(Exercise aim): Starting with the line that holds "Target: red brick wall" and running through the final line of the records, both ends included, rewrite those lines as a numbered list with blank lines left out.

(Data listing):
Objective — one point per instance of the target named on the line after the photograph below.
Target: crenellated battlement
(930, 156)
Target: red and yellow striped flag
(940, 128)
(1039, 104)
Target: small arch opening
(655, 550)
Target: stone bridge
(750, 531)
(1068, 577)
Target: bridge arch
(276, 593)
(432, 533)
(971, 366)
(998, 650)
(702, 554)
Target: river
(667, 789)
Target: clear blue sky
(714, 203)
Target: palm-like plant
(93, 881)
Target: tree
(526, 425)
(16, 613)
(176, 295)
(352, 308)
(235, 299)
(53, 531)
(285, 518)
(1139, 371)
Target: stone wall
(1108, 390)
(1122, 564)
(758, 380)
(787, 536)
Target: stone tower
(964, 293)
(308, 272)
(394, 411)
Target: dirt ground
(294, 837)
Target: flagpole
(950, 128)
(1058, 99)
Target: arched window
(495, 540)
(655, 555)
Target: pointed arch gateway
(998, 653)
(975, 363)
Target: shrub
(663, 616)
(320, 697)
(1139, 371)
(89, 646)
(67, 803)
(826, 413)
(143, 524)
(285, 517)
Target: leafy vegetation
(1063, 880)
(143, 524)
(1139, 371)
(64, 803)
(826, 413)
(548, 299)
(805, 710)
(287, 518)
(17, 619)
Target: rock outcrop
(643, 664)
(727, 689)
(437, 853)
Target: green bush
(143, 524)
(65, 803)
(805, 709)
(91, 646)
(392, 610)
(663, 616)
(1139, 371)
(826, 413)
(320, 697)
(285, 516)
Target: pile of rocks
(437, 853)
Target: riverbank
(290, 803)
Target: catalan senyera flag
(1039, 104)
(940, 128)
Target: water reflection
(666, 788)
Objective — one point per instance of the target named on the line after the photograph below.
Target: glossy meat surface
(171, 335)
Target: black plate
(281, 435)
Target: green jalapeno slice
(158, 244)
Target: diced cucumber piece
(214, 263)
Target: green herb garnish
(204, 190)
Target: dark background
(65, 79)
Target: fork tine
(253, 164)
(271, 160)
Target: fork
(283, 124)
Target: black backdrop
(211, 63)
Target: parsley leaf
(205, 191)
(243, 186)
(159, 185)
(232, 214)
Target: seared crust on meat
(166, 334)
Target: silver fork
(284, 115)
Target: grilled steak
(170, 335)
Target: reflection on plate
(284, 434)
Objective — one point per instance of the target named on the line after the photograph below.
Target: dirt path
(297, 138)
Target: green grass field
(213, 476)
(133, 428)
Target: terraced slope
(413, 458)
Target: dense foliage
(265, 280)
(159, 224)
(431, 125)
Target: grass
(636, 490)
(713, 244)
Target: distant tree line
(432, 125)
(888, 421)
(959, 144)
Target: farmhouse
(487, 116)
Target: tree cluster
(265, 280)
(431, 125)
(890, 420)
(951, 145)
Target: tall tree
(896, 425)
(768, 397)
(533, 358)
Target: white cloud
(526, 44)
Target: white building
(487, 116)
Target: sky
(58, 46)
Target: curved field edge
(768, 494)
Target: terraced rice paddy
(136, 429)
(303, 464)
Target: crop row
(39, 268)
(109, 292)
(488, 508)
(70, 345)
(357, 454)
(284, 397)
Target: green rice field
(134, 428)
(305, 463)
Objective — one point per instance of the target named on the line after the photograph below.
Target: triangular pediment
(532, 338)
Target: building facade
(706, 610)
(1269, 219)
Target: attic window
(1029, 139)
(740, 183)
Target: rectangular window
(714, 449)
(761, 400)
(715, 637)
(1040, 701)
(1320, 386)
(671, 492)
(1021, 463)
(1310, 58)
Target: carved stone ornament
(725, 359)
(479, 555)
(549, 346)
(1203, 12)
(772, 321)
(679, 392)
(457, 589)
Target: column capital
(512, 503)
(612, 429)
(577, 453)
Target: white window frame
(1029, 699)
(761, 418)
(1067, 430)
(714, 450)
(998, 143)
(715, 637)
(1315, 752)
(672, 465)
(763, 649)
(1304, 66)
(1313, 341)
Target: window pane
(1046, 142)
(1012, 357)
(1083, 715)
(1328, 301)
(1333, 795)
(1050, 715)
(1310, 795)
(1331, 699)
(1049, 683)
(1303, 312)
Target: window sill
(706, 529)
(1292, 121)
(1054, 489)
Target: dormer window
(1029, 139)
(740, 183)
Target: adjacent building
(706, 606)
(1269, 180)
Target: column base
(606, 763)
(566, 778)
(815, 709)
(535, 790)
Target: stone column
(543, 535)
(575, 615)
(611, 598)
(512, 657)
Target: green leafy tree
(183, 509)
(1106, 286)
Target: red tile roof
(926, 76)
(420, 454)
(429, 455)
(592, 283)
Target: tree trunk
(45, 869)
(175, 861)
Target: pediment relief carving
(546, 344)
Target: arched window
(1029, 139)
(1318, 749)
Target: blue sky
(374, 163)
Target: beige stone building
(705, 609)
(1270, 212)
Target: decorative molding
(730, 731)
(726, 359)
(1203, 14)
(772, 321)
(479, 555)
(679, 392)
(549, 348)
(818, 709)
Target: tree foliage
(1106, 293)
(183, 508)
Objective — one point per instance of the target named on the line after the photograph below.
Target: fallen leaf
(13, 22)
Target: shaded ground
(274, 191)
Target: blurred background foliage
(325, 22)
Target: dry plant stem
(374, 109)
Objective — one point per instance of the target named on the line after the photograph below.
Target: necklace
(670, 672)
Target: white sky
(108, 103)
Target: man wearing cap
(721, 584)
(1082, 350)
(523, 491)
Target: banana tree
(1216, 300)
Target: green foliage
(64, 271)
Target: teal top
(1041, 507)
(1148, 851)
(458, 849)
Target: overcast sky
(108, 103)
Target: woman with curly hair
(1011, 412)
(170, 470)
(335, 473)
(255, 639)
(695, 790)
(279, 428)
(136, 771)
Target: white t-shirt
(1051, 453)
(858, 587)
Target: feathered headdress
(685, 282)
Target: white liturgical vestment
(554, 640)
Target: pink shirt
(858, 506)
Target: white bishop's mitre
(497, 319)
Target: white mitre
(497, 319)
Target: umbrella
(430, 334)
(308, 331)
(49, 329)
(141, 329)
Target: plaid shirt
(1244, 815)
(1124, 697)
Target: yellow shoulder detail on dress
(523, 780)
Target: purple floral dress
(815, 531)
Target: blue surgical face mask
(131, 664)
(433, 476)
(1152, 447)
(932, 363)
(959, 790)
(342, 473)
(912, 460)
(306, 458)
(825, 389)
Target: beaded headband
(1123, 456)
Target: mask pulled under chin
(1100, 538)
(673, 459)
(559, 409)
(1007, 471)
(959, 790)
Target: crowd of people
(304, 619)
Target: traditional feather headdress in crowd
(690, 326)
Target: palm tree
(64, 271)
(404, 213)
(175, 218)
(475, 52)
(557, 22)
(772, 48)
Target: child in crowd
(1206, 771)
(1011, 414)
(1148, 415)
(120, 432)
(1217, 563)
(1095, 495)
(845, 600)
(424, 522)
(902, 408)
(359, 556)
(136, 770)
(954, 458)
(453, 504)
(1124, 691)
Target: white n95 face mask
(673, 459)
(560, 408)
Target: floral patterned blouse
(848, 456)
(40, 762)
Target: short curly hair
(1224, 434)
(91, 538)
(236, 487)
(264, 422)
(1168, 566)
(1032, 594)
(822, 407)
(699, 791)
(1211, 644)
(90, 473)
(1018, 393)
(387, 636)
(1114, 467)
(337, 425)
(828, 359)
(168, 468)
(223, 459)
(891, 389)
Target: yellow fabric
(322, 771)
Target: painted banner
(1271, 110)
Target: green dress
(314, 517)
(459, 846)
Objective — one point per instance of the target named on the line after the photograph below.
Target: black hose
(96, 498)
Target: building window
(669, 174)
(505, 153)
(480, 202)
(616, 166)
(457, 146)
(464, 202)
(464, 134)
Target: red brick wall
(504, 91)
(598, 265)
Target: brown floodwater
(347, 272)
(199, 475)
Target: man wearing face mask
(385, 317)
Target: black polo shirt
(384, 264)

(Reply):
1. Target: red brick wall
2. (504, 91)
3. (598, 265)
4. Target: brown floodwater
5. (347, 272)
6. (199, 475)
7. Target: man wearing face mask
8. (385, 317)
9. Target: black polo shirt
10. (384, 264)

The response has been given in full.